[Collection entries]
>> begin
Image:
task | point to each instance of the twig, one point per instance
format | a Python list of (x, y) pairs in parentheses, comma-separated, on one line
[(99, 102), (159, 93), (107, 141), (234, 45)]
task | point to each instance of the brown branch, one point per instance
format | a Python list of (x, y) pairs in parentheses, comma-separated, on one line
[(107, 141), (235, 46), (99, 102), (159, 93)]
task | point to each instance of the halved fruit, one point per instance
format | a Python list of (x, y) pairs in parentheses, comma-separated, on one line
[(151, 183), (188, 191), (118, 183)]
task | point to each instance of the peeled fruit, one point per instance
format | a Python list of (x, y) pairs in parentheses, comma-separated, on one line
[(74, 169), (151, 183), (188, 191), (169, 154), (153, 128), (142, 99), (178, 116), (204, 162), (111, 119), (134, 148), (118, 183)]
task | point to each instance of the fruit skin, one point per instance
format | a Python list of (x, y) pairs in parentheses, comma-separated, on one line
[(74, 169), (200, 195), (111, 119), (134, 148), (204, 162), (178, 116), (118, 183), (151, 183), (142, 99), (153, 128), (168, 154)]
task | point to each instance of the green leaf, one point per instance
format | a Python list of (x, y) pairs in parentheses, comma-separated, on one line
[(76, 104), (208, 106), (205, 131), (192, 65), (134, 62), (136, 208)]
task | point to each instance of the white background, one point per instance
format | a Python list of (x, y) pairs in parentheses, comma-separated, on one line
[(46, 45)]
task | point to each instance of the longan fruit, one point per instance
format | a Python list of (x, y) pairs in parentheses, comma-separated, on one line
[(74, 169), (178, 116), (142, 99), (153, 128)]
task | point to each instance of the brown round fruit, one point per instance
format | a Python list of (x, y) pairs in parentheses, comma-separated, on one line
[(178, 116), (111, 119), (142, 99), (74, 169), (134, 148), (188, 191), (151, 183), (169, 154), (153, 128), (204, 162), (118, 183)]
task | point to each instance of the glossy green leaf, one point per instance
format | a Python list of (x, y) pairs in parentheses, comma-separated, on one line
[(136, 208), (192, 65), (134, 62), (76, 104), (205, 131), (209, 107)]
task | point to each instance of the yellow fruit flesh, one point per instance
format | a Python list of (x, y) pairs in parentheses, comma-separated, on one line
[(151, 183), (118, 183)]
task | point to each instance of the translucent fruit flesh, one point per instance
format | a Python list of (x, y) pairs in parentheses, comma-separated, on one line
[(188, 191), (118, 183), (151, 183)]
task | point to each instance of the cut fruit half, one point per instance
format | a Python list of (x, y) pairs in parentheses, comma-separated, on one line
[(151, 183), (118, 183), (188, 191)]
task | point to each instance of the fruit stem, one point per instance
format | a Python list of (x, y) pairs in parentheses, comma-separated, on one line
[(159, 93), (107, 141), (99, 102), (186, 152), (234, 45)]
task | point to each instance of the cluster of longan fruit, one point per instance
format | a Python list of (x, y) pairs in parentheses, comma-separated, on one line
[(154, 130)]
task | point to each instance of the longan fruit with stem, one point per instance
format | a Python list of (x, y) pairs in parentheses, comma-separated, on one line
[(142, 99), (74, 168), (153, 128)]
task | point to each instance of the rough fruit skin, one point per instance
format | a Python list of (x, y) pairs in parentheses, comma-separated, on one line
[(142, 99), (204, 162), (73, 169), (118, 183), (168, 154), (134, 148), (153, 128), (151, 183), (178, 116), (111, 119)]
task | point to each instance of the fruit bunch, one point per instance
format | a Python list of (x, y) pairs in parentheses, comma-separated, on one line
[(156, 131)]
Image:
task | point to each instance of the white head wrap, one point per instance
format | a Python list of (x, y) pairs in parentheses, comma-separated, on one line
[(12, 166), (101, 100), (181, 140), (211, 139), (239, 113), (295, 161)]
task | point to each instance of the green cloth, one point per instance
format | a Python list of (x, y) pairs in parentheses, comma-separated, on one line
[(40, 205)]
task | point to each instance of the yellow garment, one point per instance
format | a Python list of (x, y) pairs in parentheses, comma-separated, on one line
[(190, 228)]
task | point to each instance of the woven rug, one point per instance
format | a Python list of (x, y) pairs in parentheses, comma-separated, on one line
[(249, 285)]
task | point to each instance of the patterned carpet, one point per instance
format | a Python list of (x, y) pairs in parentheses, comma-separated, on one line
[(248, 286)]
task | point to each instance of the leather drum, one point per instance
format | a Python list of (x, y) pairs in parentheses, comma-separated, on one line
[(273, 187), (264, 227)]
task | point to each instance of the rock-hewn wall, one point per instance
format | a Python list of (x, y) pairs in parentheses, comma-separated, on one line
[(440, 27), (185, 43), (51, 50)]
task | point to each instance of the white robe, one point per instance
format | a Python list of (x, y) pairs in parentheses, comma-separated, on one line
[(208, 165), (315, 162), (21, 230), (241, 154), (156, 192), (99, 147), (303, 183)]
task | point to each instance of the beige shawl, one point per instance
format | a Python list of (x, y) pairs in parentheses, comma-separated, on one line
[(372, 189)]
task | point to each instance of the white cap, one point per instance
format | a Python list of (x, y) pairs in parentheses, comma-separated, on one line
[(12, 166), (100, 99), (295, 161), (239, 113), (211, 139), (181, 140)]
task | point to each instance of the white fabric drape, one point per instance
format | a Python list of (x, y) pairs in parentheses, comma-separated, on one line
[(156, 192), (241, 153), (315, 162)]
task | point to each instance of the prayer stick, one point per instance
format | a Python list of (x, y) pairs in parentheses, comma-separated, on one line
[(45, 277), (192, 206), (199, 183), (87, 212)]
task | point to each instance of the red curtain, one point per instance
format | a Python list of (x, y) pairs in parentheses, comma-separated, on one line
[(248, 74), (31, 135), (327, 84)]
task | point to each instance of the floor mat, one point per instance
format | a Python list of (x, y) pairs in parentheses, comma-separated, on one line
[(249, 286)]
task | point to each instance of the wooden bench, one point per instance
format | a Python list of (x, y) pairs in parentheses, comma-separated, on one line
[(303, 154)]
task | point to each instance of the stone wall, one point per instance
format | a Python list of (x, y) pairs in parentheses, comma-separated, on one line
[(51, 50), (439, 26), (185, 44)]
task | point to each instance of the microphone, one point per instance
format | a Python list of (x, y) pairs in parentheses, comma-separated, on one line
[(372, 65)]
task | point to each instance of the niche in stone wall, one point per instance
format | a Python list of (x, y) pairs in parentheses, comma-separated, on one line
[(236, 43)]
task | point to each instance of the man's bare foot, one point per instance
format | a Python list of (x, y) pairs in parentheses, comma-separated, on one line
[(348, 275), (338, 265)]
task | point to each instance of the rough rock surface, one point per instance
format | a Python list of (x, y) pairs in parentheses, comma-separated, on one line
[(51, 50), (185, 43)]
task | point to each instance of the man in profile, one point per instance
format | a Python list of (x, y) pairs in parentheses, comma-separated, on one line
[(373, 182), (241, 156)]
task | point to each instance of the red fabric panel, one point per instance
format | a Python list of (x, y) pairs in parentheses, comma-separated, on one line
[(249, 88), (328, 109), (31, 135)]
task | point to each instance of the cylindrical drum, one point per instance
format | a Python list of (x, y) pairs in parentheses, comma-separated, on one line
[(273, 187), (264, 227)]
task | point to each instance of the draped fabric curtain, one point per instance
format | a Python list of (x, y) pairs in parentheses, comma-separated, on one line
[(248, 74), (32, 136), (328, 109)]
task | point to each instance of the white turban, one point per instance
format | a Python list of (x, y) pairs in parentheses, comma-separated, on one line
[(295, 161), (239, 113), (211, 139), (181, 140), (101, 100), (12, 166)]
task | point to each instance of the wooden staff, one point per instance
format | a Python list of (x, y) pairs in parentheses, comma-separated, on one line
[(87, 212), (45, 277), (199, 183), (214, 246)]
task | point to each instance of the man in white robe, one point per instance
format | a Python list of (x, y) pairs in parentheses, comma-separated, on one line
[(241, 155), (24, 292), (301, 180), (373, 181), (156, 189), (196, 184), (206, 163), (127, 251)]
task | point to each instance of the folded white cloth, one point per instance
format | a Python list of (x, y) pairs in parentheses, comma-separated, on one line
>> end
◆ Exercise
Through the last line of the entries above, beginning at the line containing "task | point to each instance of the white turban, one", transcribe each line exactly, both ends included and nothing more.

◆ Result of this task
task | point to each instance of the white turban, one point per instance
format | a Python list of (x, y) pairs in parentheses, comma-separated, on one line
[(295, 161), (239, 113), (211, 139), (181, 140), (101, 100), (12, 166)]
task | point to each instance of the wooden staff, one point per instance
format | a Python list of (x, y) pairs in parentheses, comma-separated, on one line
[(87, 212), (45, 277), (199, 183), (214, 246)]
task | point to each instance of the man in white robe, one point per instance
format | a Python list of (x, y) pairs in parentheses, comma-separated, on one line
[(241, 155), (24, 292), (301, 180), (373, 181), (156, 189), (196, 184), (206, 163), (127, 251)]
task | point to each instance of the folded white cloth, one point per instance
format | a Python list of (x, y) pairs in parentheses, comma-separated, on one line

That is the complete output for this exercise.